--- YOUR TASK ---
Filter the material, keeping only lines with the word "background".

--- RECORDS PROVIDED ---
########
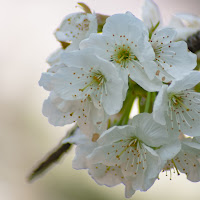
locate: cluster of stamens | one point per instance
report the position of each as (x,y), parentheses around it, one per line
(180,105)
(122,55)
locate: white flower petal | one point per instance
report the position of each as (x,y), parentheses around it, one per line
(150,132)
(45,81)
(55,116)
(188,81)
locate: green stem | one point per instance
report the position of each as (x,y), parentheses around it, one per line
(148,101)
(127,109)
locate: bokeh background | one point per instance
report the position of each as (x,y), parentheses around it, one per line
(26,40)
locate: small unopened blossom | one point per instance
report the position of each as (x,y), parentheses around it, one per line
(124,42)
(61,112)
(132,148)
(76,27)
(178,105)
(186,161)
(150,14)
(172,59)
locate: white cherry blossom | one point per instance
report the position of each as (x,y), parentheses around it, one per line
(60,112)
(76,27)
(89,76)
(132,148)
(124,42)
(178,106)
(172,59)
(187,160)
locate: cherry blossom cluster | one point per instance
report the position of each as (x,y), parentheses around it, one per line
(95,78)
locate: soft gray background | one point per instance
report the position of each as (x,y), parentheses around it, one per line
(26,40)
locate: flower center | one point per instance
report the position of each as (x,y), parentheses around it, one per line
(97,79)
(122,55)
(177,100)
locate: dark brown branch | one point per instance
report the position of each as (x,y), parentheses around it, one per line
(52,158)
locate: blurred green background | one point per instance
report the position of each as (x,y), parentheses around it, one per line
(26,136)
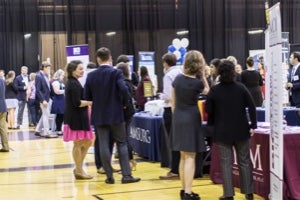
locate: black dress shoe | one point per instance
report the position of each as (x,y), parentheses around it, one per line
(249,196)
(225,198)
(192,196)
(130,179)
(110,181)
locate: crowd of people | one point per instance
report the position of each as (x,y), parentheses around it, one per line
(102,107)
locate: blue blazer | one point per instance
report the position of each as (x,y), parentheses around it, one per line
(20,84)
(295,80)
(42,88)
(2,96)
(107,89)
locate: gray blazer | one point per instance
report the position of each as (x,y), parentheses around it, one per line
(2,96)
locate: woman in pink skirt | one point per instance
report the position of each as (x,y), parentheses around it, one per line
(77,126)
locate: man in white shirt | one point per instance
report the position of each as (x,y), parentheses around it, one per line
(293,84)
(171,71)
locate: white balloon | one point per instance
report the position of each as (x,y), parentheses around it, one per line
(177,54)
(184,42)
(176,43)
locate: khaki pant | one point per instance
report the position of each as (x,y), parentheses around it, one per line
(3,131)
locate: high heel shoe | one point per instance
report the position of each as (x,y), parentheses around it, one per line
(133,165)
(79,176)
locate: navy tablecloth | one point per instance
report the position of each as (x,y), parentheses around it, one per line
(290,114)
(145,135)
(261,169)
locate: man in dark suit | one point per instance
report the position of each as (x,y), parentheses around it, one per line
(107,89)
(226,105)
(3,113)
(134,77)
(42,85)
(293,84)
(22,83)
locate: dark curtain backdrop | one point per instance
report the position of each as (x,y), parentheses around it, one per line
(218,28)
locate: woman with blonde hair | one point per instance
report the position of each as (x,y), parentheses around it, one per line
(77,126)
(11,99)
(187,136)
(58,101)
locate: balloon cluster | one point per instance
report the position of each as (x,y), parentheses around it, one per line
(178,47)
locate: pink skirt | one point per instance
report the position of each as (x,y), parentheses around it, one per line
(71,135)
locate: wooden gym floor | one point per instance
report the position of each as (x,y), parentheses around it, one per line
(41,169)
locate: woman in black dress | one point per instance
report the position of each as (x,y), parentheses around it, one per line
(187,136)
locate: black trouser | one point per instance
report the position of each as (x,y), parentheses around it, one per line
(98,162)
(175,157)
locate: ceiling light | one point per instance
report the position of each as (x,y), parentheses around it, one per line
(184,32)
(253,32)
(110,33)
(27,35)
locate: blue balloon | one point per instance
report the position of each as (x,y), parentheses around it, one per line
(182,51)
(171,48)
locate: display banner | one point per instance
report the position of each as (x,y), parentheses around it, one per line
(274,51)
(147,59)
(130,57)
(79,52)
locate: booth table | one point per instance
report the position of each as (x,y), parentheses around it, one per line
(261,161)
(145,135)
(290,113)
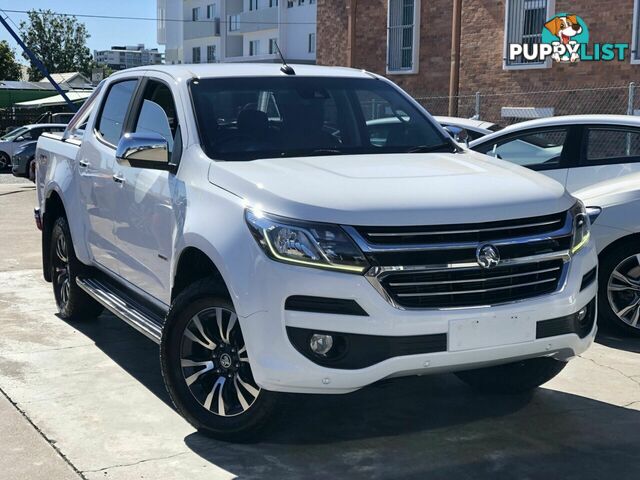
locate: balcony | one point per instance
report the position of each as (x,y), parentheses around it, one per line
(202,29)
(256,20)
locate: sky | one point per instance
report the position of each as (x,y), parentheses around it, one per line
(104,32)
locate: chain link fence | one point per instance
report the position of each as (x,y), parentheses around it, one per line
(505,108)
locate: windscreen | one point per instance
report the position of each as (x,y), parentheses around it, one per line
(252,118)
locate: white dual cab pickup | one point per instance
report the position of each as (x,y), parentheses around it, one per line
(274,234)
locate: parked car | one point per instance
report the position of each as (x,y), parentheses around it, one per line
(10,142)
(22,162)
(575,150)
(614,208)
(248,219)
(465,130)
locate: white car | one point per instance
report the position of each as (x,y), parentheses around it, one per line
########
--- OUTPUT ---
locate: bokeh background | one point per instance
locate: soft gray background | one point per instance
locate: blurred green background | one point per instance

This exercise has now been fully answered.